Transcribe all the entries word for word, skipping the pictures.

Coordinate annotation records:
[START]

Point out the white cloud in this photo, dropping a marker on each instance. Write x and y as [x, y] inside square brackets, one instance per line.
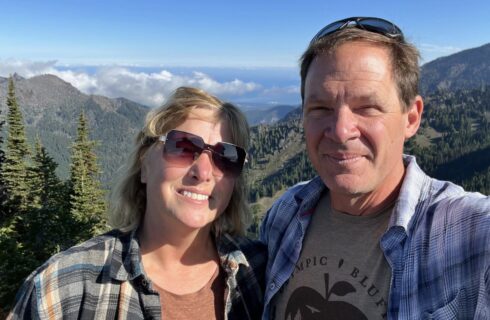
[149, 88]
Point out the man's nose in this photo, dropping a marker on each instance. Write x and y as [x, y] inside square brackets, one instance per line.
[342, 126]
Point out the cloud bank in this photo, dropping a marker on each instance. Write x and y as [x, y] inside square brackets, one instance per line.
[148, 88]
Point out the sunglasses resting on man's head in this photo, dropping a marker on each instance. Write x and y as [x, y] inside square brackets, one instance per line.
[183, 148]
[371, 24]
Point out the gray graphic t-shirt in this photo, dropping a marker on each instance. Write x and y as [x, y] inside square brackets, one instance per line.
[341, 272]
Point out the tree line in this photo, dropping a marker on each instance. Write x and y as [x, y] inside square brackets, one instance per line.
[40, 214]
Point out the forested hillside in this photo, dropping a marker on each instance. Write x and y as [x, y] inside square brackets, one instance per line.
[452, 144]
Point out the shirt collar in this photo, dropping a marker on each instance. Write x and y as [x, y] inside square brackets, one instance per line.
[413, 192]
[126, 257]
[307, 197]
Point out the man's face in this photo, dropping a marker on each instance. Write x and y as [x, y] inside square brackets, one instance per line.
[353, 121]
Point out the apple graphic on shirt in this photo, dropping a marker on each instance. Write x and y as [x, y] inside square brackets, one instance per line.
[307, 304]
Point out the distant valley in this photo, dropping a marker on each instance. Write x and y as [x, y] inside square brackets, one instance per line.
[453, 142]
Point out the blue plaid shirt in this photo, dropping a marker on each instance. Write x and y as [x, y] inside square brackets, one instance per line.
[437, 244]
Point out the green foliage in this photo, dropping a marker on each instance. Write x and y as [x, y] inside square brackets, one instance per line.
[3, 191]
[14, 169]
[461, 151]
[87, 205]
[53, 215]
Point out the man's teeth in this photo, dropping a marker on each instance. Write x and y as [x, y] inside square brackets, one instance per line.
[195, 196]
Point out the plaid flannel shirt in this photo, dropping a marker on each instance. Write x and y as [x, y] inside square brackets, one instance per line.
[437, 244]
[103, 278]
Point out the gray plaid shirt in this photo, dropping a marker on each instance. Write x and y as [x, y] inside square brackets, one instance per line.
[103, 278]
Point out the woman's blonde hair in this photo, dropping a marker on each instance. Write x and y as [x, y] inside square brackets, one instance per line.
[128, 199]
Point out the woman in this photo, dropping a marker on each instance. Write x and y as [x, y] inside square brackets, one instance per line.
[178, 213]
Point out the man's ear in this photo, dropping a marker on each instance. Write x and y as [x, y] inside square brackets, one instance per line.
[414, 117]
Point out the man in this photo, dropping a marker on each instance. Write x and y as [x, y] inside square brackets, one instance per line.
[372, 237]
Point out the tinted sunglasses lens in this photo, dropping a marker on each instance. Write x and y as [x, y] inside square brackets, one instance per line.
[229, 158]
[380, 26]
[180, 148]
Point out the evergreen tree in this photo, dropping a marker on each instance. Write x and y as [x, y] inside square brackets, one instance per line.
[3, 191]
[87, 205]
[14, 169]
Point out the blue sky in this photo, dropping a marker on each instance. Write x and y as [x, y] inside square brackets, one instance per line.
[245, 51]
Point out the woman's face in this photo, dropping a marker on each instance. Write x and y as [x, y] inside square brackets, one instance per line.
[190, 196]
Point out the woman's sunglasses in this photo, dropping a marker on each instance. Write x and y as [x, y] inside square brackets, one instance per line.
[183, 148]
[371, 24]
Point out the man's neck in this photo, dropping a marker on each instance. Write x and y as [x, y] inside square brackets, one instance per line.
[364, 204]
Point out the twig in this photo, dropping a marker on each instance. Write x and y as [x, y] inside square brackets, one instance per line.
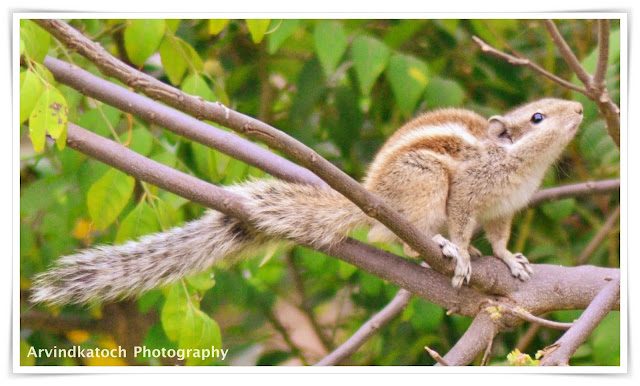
[421, 281]
[177, 122]
[581, 282]
[603, 55]
[434, 354]
[367, 330]
[568, 55]
[529, 335]
[487, 354]
[485, 47]
[255, 129]
[536, 319]
[576, 190]
[474, 341]
[597, 92]
[588, 321]
[612, 220]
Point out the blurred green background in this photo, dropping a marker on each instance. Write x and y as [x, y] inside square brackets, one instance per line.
[341, 87]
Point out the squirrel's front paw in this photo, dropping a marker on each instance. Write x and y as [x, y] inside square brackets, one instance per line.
[519, 266]
[462, 271]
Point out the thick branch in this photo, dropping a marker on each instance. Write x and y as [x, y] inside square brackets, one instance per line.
[421, 281]
[178, 122]
[367, 330]
[255, 129]
[588, 321]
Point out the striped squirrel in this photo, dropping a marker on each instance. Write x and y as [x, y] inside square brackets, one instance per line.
[447, 170]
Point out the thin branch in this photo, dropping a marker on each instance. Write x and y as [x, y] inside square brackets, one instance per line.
[368, 329]
[255, 129]
[603, 55]
[588, 321]
[602, 234]
[536, 319]
[474, 341]
[576, 190]
[552, 288]
[434, 354]
[421, 281]
[177, 122]
[568, 55]
[485, 47]
[487, 354]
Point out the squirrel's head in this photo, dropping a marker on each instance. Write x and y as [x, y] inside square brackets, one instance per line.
[556, 118]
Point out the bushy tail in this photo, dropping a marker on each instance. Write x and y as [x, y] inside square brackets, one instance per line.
[302, 213]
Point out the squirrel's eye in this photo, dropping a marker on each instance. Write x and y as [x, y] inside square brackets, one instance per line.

[END]

### Task response
Point out the white cloud in this photo, dropping a marker on each instance. Write x and y as [x, y] inside square brackets, one instance per line.
[149, 88]
Point out the man's nose in this photo, dropping a marker on each instance. Write x and y as [x, y] inside square brackets, one instance per line.
[342, 126]
Point out the cloud bank in this photo, dropping a marker on each instance. Write x and y as [x, y] inside square brackets, one instance per line.
[148, 88]
Point out the sunglasses resting on man's head in this photo, dropping a marker on each instance. Write x and y as [x, y] inside square brackets, one instance per line.
[183, 148]
[371, 24]
Point out the gray graphic t-shirt in this photo, dropping a marker on each instance. Write x and y as [x, y] inside square brackets, one instance per line.
[341, 272]
Point out the tree line in this photo, dropping a marker on each instance. Write x and y as [x, y] inside square brackets, one instance per line.
[40, 214]
Point out the forested hillside in this photo, dropping a marker on each instance. Write x and y as [x, y] inside square brackets, one instance per line.
[452, 144]
Point out the shirt collar in this photo, dropping a marker on each instance. Write x and y as [x, y] inside square brackets, one instance per line.
[413, 192]
[126, 257]
[307, 197]
Point out the man's face in this photo, dropping a marker on each instance. Write x and y as [x, y] inside square brackets, one instance per line.
[353, 121]
Point out the apple graphic on shirt in this photo, dropping a marker on each instance. Write x and y as [x, y] inside square brackets, one instance per line.
[307, 304]
Point out the distant valley in this photo, dropping a marker on each instance. Write x and y as [x, y] inside square brackets, one instance per line.
[453, 142]
Point out the blue plaid shirt in this photo, dropping a marker on each instance. Write x and y as [x, y] inside square brackets, one instance per line.
[437, 244]
Point out the green foliage in this photo, dropping a marker on each instance. Write x and y as [x, y] inside square brackets, one instance per line.
[3, 191]
[14, 169]
[461, 151]
[87, 205]
[53, 215]
Point out the man's teeth in this photo, dropping a marker on each instance. Write x and y as [x, y] inside square brackets, one instance per line.
[195, 196]
Point out the plaid flannel shirt in this photo, dropping a marker on each instance. Write x and y as [x, y] inside square brackets, one instance per line.
[437, 244]
[103, 278]
Point out the gray plaid shirt in this photo, dropping a marker on each instance. Write x and y as [x, y] inside square brackets, one instance per line.
[103, 278]
Point out the woman's blonde hair in this photo, dropping a marker on each instance. Write x and y as [x, y] inside square brackets, one instance per line.
[128, 199]
Point out the woman in this photo, dropping a marker on each instance. Write x and y as [x, y] inside square brackets, one instance per line.
[178, 213]
Point out the man's ear in this photo, dropping a marker on each instance. Write x and y as [x, y] inside square brackets, one instance per line.
[414, 117]
Point out the man in this photo, dropping a marker on each instance. Write x and y as [x, y] inside square brackets, one instance per line.
[372, 237]
Point out the tinted sunglasses lens in this photo, dropping a marker on each instance. Write x and y as [x, y] inside square brackets, one instance per line.
[229, 158]
[380, 26]
[180, 148]
Point out the evergreen tree in this photo, dropping a marker on each instance. Write x and y as [x, y] inside square brackets, one instance per line.
[3, 191]
[87, 205]
[14, 169]
Point out the blue sky in this photo, dropping a marker on each instance. Write x and y as [x, y] inside square brackets, one instance per line.
[245, 51]
Point out the woman's face in this photo, dropping a marker on each instance. Write x and y as [x, y] inside square brackets, one instance per line.
[190, 196]
Point out the woman's sunglasses in this photo, dropping a marker on each instance. Write x and y as [x, y] inside square brackets, one instance per line.
[183, 148]
[371, 24]
Point out the man's neck in this photo, dropping a marker on each instance. Write x and y as [x, y] inside square brackets, one instance per line.
[364, 204]
Point out the twig in this photo, dropping a marker on each instance. Write x and y as [x, y] inside square brackets, one instance per line.
[421, 281]
[177, 122]
[581, 282]
[603, 55]
[434, 354]
[367, 330]
[568, 55]
[529, 335]
[487, 354]
[485, 47]
[255, 129]
[536, 319]
[576, 190]
[474, 341]
[597, 92]
[588, 321]
[612, 220]
Point out the blurred green background in this photo, dropping a marker on each instance. Write x and y as [x, y] inside square brackets, one instance per line.
[341, 87]
Point out the squirrel's front paw in this photo, dropping a marker on each instance. Write x and y as [x, y] inside square brackets, one instance per line.
[519, 266]
[462, 271]
Point out the thick branch in this photo, dropping a marker on each instance. Write x and y as [x, y] inside square brackets, one instance per line.
[421, 281]
[178, 122]
[367, 330]
[255, 129]
[588, 321]
Point out the striped squirrel in this photo, dropping a marker on each instance. Write x and y as [x, y] inside square brackets, one instance per line.
[447, 170]
Point out the thin branch in this photo, dropping a marker on each instance. Write x and y as [x, y] inside square brackets, one instance per line.
[368, 329]
[255, 129]
[603, 55]
[588, 321]
[602, 234]
[536, 319]
[474, 341]
[576, 190]
[552, 288]
[434, 354]
[421, 281]
[177, 122]
[568, 55]
[485, 47]
[487, 354]
Point out the squirrel's head in this photo, dropping a marker on each instance. Write x and y as [x, y] inside square brackets, one instance per line.
[556, 118]
Point out the bushy tail in this photo, dropping a marker on each instance. Write x and y as [x, y] inside square brackets, one instance per line.
[302, 213]
Point out the squirrel's eye in this photo, dropping a marker on each instance. Write x and y as [x, y] inside square brackets, one instance per line.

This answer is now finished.